Work request: Update the article on the Maratha reservation protests below, starting with "Essential services like" and going on through "existing OBC quotas.", with "emergency" changed to "urgent".

The Maratha Kranti Morcha on Wednesday, July 25, called off its state-wide bandh after intensified protests in which several incidents of violence were reported, despite a call for ‘peaceful’ strike.
The Marathas, who are demanding reservation in jobs and education, said they now plan to gherao ‘Varsha’, the official residence of the chief minister in Mumbai, press for his resignation and seek settlement of their demands, said a report in The Indian Express (IE).
Earlier, at least three buses were put on fire and nine others were deflated. Protesters blocked arterial roads, including the Mumbai-Pune highway and the Eastern Expressway, and forced shops to shut in pockets of Raigad, reported NDTV. Local train routes were blocked in Jogeshwari and near Thane. Violent protests had erupted in parts of the state on Tuesday after a protester committed suicide by jumping into a river in Aurangabad.
Essential services like hospitals, school, medical were exempted from the Bandh. Chief Minister Devendra Fadnavis had on Tuesday called for an emergency high-level meeting to review the “progress” made by the Maharashtra State Backward Class Commission on the issue.
The Maratha leaders said they want the government to give them OBC status – not reservation directly, because any quota, beyond the existing 50 per cent, would be difficult to implement. The logic is that if the Marathas are granted OBC status, they would qualify for the existing OBC quotas.
In a scheduled recruitment to 72,000 government jobs, chief minister Fadnavis had promised that the government would keep 16 per cent positions reserved for the Marathas. “There would be no injustice meted out to the Maratha community.”

Record extracts:
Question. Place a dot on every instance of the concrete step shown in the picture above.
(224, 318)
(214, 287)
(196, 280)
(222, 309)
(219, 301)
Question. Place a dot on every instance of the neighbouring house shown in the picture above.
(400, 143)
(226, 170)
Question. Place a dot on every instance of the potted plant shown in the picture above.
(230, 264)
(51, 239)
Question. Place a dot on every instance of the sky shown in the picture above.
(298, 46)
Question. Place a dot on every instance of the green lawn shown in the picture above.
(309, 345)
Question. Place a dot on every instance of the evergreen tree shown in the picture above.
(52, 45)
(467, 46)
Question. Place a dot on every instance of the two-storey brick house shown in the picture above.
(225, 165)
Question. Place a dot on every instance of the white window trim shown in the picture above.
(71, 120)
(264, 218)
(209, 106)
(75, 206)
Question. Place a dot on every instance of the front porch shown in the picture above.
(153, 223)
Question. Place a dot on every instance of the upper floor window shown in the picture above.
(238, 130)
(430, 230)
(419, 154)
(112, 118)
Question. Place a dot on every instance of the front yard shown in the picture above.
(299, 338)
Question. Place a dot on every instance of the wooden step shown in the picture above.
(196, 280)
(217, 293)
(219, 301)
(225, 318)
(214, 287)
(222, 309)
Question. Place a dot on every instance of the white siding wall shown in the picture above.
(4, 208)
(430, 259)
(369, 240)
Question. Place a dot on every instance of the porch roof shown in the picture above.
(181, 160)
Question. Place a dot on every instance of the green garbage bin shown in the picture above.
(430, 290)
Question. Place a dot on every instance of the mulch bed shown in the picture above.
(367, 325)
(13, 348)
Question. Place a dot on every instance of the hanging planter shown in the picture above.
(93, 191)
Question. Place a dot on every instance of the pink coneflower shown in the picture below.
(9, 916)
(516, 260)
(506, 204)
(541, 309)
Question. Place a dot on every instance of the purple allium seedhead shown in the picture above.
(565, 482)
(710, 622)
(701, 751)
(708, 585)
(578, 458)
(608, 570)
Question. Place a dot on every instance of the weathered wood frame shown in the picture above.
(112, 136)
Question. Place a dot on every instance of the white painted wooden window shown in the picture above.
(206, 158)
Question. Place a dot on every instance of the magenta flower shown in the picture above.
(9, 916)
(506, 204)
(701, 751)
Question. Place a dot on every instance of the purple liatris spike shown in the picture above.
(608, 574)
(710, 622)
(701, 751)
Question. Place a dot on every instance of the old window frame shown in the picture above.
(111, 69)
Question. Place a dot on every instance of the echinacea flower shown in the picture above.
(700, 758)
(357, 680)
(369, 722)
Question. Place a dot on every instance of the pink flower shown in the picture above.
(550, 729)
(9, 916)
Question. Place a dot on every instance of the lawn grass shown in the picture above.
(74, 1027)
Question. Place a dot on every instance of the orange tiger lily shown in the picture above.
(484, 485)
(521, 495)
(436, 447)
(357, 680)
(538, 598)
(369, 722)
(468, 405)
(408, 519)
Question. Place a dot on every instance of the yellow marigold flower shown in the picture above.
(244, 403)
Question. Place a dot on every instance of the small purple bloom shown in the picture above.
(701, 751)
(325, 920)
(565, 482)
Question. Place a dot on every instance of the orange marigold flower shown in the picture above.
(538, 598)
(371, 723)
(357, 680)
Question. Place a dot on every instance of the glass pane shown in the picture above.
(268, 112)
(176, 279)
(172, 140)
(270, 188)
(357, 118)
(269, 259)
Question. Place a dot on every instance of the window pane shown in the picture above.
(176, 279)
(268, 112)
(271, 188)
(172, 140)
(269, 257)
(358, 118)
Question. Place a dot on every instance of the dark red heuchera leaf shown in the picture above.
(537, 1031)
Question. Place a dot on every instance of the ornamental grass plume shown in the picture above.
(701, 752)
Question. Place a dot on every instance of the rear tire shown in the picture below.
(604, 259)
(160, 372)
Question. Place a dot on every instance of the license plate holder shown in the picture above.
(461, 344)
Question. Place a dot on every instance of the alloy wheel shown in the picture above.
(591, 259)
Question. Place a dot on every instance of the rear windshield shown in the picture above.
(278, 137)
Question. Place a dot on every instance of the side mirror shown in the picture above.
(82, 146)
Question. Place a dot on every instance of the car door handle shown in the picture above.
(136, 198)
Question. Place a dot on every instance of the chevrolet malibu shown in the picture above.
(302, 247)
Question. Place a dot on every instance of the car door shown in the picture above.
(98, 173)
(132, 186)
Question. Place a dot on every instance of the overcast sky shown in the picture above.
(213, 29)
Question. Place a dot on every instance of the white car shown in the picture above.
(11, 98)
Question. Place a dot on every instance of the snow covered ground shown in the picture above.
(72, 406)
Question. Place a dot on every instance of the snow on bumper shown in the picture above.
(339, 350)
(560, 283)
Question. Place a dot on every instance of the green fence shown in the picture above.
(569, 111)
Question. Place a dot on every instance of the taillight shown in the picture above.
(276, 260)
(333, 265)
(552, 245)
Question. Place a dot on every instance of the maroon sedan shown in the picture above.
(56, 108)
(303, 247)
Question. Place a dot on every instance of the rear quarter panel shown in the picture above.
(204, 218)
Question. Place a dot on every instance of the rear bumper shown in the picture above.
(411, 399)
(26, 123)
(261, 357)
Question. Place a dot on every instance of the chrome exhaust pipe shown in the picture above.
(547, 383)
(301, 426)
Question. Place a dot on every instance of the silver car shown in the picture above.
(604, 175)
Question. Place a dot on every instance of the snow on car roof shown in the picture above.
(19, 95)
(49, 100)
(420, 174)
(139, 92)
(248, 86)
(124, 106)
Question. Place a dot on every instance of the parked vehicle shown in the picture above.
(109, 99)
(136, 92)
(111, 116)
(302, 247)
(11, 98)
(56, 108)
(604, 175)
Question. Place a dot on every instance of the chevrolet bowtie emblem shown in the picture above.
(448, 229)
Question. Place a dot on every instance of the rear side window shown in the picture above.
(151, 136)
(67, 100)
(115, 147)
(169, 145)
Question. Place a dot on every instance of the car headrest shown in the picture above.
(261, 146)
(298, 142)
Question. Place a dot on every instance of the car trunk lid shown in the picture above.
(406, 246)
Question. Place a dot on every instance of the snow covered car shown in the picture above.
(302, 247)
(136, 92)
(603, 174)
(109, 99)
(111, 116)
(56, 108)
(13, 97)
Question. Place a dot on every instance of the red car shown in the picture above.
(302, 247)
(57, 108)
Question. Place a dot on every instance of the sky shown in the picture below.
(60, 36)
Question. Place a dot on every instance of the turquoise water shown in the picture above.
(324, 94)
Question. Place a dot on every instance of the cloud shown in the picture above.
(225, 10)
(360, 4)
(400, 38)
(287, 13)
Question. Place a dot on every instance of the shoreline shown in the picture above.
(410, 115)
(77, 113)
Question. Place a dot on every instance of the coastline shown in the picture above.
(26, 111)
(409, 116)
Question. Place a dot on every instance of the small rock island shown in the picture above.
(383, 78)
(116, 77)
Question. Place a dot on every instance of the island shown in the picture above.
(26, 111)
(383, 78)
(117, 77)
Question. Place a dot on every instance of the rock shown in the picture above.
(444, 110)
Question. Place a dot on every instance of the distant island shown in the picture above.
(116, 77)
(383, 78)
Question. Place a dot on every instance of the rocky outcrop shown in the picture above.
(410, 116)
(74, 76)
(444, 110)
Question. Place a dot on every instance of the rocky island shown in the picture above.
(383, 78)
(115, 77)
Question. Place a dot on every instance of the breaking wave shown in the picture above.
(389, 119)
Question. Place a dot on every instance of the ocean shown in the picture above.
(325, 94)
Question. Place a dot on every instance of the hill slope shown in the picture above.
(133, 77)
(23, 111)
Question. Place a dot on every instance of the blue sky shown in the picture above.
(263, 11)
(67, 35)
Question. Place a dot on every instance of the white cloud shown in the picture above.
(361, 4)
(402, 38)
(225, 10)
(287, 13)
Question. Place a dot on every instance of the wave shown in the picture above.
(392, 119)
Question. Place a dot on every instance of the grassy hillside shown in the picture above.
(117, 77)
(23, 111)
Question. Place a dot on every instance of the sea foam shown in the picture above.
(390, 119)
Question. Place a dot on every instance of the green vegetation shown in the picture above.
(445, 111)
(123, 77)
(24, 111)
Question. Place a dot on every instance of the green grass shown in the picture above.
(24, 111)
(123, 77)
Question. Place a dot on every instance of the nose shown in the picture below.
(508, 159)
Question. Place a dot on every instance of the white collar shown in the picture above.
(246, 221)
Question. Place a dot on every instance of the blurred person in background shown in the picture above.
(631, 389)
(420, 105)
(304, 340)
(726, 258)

Task result:
Essential services like hospitals, school, medical were exempted from the Bandh. Chief Minister Devendra Fadnavis had on Tuesday called for an urgent high-level meeting to review the “progress” made by the Maharashtra State Backward Class Commission on the issue.
The Maratha leaders said they want the government to give them OBC status – not reservation directly, because any quota, beyond the existing 50 per cent, would be difficult to implement. The logic is that if the Marathas are granted OBC status, they would qualify for the existing OBC quotas.